» **EXCERPTED TEXT**
Once the GFC hit the Bank dropped the OCR down to the floor. Critically to this story, by 2013 the economy was back, humming along nicely. Governor Graeme Wheeler sought to push the rates back to a more normal level but, for reasons unclear, the long descent towards 1% began.
Adrian Orr has now dropped the OCR to a mere 0.25%.
During this period cheap money had several effects, including a surge in the price of assets, such as housing and equities. Some of this rise in values was driven by fundamentals, but much of it was the result of people seeking an economic return.
When the bank is offering deposits equal to the rate of inflation, shares and rental properties look more attractive.
The long surge in equities are perfectly captured in this graph, showing a surging New Zealand share market, that increased an incredible 30% in 2019 when our underlying economic growth was a tenth of that.
We’re all Keynesians now
Standard monetary policy, regardless if you are a follower of Milton Friedman or John Maynard Keynes, is to run loose policy during a slump and tight money supply during a boom. We ran a loose monetary policy during the Rock-Star economy of 2012 to 2019.

» **SUPPLIED MATERIAL**
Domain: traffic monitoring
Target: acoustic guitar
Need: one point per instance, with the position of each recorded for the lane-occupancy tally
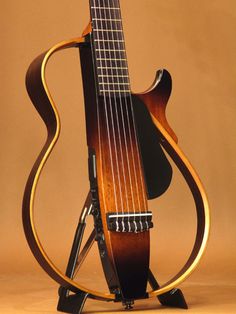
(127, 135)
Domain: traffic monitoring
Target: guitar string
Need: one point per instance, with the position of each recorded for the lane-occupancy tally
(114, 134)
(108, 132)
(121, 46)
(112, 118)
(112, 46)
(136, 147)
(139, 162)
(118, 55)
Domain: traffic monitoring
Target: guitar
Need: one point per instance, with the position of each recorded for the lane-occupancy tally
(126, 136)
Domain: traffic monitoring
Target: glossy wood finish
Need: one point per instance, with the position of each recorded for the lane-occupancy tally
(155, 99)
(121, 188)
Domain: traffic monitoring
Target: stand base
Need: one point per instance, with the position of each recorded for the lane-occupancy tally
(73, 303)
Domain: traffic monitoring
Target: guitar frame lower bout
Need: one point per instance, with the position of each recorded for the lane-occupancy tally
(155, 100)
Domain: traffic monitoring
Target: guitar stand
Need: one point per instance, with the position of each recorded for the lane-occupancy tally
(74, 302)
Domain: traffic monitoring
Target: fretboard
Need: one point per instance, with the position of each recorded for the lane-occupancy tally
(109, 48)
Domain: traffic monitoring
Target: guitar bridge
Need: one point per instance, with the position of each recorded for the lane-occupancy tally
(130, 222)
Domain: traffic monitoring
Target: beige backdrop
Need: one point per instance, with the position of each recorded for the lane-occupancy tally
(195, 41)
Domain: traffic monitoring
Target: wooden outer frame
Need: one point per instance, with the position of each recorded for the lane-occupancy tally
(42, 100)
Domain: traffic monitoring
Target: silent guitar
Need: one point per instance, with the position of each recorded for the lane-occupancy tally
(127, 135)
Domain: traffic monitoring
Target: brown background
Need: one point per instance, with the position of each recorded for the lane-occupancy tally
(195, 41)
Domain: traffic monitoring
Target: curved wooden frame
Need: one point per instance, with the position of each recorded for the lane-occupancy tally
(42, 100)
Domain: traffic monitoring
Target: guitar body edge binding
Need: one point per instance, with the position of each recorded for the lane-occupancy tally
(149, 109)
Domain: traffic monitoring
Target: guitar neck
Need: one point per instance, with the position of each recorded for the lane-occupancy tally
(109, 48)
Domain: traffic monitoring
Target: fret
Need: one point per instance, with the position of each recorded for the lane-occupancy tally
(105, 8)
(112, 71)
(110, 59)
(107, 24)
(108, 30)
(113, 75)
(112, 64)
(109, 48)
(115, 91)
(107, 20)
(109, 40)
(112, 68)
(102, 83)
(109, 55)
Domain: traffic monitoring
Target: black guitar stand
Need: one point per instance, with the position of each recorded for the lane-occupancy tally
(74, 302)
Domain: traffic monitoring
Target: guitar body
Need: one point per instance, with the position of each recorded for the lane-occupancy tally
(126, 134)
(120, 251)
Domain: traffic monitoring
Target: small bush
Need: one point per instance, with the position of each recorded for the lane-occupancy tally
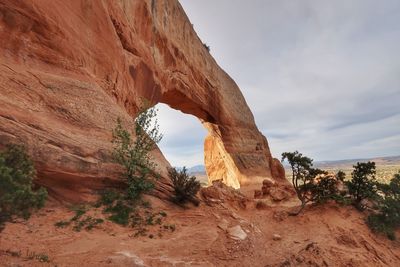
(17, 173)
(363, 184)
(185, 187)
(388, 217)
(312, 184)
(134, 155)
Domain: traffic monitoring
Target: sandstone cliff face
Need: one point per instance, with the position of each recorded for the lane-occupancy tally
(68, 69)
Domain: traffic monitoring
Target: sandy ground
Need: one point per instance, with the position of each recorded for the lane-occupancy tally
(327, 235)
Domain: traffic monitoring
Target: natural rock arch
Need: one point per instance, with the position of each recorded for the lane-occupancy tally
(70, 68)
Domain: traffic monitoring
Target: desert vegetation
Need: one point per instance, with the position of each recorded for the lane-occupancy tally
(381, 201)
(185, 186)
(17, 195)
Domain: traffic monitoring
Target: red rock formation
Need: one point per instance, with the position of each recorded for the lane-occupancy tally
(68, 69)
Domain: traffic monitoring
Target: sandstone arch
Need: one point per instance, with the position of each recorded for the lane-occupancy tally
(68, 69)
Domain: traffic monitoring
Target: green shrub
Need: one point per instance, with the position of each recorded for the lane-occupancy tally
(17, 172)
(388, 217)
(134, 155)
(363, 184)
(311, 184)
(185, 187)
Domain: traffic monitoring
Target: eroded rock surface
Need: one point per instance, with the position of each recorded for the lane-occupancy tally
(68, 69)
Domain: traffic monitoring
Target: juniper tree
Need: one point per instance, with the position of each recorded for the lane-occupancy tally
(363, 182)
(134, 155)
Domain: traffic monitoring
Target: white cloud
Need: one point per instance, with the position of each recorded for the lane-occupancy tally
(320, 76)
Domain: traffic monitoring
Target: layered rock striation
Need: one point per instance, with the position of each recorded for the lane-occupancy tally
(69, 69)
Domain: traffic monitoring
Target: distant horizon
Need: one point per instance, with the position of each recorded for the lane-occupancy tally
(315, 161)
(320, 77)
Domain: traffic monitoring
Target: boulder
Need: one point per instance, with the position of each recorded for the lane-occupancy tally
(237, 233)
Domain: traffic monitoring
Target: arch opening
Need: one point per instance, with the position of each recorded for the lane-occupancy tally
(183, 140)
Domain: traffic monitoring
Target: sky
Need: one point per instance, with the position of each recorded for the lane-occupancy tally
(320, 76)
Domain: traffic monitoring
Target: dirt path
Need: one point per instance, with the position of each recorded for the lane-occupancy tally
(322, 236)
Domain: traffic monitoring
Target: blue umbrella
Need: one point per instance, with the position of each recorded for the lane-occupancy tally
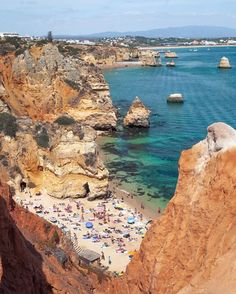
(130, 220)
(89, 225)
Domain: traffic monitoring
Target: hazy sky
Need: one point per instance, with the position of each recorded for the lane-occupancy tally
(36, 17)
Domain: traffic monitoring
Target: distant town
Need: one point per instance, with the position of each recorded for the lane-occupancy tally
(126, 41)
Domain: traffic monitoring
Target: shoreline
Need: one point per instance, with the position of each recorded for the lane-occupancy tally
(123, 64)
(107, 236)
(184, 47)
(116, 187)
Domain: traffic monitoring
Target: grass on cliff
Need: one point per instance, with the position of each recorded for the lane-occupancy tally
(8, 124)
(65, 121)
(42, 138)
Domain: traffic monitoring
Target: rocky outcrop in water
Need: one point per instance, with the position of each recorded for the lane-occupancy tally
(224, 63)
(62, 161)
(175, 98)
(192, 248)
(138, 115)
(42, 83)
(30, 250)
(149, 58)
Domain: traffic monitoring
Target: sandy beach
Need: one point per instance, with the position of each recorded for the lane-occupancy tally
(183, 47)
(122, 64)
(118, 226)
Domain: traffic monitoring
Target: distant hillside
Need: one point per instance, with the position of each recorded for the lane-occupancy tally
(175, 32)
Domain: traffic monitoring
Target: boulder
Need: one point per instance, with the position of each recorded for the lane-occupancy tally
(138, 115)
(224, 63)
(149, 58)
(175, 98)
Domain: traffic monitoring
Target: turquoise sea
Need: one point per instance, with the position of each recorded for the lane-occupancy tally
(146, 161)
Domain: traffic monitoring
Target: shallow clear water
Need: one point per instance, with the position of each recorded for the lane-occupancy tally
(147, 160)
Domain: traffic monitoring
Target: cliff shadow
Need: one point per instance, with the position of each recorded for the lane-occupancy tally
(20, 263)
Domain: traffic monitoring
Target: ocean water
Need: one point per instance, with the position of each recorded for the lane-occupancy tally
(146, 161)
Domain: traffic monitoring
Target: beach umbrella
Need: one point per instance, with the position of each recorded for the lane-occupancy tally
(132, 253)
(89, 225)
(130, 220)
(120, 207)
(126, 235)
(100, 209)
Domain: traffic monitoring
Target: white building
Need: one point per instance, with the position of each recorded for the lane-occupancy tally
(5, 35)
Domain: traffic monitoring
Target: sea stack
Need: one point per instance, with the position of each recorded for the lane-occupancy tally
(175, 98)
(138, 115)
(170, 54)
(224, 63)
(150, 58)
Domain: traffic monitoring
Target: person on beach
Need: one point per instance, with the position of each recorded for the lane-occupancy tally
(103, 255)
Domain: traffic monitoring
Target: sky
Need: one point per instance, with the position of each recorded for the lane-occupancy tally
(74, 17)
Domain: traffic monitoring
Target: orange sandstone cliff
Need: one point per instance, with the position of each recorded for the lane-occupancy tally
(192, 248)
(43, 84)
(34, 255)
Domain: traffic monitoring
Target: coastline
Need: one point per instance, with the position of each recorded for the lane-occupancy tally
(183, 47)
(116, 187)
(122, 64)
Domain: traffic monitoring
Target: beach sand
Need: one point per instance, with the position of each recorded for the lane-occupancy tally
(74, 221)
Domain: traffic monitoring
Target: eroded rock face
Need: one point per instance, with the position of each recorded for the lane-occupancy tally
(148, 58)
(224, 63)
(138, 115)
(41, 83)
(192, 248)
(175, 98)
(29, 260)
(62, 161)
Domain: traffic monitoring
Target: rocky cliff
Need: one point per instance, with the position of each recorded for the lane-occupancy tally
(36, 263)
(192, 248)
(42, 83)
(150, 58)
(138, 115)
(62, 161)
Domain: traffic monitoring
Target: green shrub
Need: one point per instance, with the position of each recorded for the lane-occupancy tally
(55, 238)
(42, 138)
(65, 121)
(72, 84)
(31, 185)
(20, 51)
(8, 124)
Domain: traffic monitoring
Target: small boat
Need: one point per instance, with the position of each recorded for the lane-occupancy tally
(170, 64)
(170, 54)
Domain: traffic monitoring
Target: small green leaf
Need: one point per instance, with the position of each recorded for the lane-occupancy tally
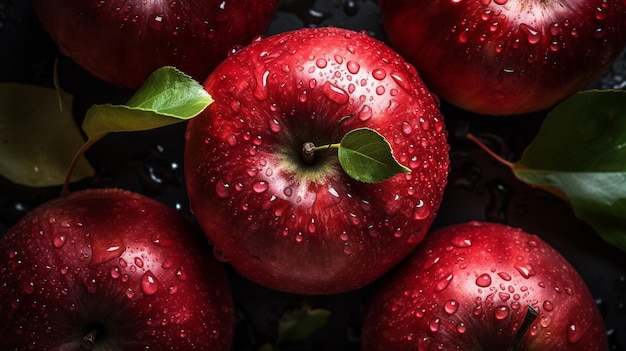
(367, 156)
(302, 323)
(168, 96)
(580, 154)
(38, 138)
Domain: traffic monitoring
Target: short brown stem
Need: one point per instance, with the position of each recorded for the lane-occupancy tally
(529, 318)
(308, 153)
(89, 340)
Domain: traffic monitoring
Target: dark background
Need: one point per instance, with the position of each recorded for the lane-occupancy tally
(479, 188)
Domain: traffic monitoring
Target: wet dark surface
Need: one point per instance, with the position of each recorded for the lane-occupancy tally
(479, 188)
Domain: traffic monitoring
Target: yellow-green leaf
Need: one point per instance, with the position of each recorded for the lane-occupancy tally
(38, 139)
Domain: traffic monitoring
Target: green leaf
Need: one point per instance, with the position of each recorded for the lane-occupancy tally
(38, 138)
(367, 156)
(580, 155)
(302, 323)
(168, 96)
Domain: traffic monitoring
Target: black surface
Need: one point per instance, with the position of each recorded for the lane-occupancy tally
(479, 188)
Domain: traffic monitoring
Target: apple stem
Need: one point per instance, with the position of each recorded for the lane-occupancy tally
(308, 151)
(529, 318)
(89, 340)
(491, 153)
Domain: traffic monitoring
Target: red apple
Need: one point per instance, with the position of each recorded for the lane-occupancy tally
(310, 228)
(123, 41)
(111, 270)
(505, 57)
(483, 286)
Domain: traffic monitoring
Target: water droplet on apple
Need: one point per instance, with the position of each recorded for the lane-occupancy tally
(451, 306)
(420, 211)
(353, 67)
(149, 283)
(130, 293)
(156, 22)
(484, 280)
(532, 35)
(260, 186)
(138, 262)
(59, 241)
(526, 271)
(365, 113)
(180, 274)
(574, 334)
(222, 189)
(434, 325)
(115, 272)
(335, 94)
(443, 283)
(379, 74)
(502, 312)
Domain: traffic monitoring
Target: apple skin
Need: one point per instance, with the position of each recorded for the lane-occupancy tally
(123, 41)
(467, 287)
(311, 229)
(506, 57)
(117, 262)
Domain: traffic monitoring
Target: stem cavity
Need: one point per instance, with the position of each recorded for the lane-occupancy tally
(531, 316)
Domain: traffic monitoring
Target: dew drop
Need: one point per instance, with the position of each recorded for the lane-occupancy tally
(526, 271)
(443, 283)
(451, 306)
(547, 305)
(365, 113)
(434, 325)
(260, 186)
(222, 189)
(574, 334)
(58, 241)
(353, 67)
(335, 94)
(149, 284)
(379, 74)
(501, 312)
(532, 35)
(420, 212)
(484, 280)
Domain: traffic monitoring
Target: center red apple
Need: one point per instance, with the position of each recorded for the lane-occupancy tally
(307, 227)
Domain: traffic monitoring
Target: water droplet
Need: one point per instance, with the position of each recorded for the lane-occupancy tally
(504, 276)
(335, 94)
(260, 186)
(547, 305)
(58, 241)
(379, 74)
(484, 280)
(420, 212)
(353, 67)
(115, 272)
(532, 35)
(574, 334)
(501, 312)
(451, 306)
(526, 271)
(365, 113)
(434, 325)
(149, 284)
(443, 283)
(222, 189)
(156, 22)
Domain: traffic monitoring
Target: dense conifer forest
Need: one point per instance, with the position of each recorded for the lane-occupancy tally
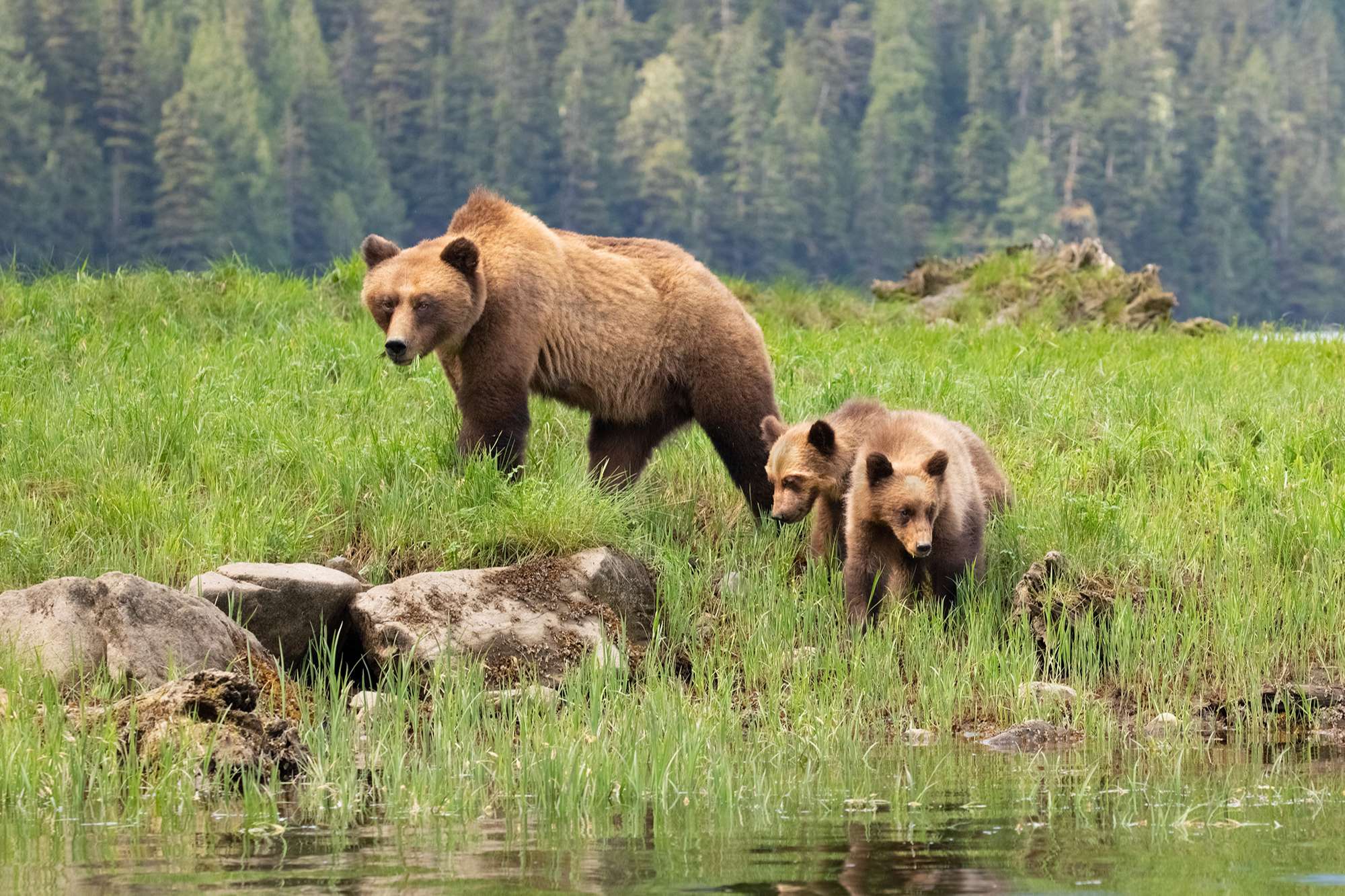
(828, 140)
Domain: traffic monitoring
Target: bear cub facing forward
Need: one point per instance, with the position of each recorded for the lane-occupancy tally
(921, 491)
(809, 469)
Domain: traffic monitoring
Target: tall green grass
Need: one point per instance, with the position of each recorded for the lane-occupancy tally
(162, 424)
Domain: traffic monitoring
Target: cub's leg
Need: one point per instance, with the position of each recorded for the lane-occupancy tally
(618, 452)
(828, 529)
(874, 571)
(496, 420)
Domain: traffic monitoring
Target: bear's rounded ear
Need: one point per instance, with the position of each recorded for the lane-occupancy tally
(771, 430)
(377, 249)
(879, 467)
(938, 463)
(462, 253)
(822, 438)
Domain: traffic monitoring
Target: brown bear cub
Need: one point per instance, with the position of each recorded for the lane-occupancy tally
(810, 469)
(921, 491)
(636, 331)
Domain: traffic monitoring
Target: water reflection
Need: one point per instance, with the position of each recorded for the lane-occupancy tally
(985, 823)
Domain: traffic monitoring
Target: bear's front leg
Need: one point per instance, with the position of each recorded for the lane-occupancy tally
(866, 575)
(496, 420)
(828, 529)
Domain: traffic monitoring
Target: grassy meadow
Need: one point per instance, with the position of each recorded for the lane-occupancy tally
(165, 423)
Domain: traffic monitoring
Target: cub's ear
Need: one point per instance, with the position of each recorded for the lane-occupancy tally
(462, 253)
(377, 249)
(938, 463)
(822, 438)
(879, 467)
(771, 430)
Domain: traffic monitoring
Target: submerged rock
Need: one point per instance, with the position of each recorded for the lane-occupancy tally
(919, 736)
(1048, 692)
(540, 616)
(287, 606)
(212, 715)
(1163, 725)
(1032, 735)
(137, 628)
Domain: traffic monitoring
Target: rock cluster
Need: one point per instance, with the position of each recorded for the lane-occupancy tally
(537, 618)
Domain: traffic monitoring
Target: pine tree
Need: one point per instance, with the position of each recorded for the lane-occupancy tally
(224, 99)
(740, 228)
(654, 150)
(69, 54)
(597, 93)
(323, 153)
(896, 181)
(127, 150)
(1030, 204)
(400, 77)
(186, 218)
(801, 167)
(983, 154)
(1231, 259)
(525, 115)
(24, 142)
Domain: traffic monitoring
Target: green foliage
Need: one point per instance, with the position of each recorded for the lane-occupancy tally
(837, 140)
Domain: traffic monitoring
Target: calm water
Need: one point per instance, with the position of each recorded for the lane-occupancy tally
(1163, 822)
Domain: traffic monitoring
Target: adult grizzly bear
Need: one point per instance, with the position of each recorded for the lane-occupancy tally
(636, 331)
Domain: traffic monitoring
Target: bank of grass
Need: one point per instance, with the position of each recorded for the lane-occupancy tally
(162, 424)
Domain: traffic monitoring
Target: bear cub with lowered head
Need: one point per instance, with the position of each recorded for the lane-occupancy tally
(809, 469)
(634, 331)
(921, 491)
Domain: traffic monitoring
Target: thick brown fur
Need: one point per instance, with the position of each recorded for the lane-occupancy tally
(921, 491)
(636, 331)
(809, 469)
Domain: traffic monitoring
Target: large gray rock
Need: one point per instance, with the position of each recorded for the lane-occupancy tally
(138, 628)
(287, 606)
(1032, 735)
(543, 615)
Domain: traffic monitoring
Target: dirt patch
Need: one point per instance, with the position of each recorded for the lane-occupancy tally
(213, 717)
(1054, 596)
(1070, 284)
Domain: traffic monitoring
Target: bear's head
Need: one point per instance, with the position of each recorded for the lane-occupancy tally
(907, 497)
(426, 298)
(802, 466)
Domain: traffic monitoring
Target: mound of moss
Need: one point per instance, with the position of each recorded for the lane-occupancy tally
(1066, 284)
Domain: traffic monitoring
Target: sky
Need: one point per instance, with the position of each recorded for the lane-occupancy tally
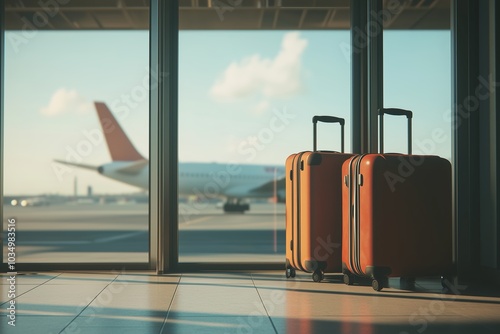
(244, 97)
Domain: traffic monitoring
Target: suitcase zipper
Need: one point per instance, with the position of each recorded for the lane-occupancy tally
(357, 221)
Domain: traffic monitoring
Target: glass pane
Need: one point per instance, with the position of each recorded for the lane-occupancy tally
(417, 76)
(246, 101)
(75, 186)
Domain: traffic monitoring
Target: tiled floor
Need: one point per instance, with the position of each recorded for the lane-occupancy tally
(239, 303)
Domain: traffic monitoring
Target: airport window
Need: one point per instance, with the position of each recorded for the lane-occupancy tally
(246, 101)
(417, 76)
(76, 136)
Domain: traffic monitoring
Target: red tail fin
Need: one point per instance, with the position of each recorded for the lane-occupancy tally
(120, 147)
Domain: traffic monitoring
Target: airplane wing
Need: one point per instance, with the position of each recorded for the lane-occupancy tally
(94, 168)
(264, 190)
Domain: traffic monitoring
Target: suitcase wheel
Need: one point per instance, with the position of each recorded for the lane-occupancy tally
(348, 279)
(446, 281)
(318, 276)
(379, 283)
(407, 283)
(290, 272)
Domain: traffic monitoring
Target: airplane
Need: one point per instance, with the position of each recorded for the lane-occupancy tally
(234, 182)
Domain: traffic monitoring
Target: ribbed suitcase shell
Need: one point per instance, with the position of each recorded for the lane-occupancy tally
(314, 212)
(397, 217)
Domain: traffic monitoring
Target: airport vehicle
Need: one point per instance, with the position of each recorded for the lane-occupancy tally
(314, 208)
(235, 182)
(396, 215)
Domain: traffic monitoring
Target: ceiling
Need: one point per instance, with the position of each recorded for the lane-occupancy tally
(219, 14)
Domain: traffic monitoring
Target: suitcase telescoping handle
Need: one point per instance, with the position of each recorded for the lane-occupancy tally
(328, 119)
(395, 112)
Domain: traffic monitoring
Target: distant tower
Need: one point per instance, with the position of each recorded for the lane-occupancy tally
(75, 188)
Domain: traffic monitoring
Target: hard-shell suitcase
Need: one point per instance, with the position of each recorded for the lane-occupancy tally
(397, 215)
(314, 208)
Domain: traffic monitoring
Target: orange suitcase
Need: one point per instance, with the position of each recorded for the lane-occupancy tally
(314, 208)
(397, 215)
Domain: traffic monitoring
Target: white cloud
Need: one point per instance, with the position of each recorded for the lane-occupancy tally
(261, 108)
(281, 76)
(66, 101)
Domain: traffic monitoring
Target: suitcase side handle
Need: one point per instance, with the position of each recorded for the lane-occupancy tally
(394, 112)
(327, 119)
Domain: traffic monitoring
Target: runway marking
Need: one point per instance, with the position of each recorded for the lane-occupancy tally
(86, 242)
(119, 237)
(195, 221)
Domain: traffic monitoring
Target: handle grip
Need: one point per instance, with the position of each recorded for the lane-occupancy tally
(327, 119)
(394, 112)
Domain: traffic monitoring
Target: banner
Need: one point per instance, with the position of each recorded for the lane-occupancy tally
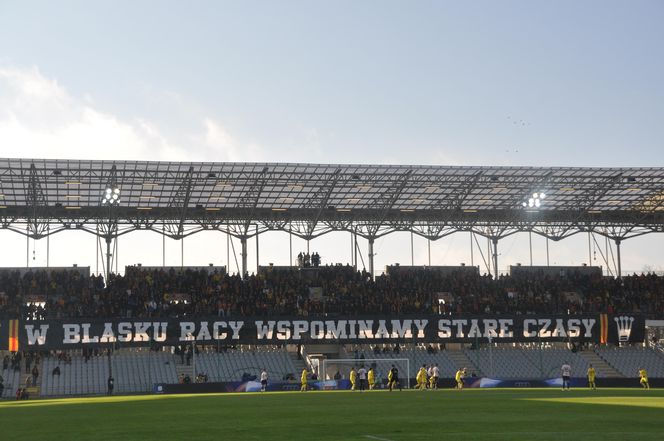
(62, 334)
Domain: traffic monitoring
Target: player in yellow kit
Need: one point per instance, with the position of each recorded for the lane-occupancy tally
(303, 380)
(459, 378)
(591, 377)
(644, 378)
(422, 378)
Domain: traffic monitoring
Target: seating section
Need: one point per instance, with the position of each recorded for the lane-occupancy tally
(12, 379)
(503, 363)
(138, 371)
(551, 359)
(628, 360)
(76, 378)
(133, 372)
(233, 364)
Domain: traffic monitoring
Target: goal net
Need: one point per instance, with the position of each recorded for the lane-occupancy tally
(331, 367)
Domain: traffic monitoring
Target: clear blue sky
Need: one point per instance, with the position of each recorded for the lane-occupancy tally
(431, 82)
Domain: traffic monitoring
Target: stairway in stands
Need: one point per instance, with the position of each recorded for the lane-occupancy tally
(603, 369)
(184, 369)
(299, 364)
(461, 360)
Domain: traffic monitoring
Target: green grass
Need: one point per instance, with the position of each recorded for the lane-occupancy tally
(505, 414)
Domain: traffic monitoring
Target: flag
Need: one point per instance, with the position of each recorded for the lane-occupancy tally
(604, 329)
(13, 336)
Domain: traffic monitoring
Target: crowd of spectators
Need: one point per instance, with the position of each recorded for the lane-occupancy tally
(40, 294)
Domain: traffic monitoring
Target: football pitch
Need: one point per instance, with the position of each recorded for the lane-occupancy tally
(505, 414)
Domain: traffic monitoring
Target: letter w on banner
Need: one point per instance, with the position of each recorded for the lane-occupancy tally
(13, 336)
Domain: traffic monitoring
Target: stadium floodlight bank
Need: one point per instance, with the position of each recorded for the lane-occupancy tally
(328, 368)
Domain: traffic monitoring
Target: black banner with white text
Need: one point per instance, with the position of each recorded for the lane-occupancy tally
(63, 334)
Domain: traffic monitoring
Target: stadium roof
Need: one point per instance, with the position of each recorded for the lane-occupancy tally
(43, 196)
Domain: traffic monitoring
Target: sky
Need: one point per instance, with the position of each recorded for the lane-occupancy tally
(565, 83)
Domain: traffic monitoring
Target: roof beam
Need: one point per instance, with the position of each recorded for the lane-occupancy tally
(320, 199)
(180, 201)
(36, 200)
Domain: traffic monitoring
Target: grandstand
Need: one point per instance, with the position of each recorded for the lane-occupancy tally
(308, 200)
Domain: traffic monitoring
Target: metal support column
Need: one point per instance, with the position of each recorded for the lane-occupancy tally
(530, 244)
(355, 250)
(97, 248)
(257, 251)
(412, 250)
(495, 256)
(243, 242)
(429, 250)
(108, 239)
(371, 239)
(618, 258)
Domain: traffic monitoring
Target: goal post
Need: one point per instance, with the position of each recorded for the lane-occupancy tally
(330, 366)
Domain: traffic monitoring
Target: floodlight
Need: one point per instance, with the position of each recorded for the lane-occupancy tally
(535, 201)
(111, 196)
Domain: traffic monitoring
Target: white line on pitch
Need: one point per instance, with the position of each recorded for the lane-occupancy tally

» **EXERCISE SET**
[1] Using the excerpt on New Zealand interest rates, decide whether each statement agrees with it. Answer yes or no for each and quote the words that decide it. (a) The New Zealand share market rose 30% in 2019. (b) Adrian Orr raised the OCR to 0.25%. (c) All of the rise in asset values came from fundamentals.
[2] Locate every line of the entries that contains the word "distant", and copy each of those lines.

» **FINAL RESULTS**
[1]
(a) Yes: "increased an incredible 30% in 2019"
(b) No: "Adrian Orr has now dropped the OCR to a mere 0.25%."
(c) No: "Some of this rise in values was driven by fundamentals, but much of it was the result of people seeking an economic return."

[2]
Target: distant horizon
Target: distant town
Target: distant hillside
Target: distant tower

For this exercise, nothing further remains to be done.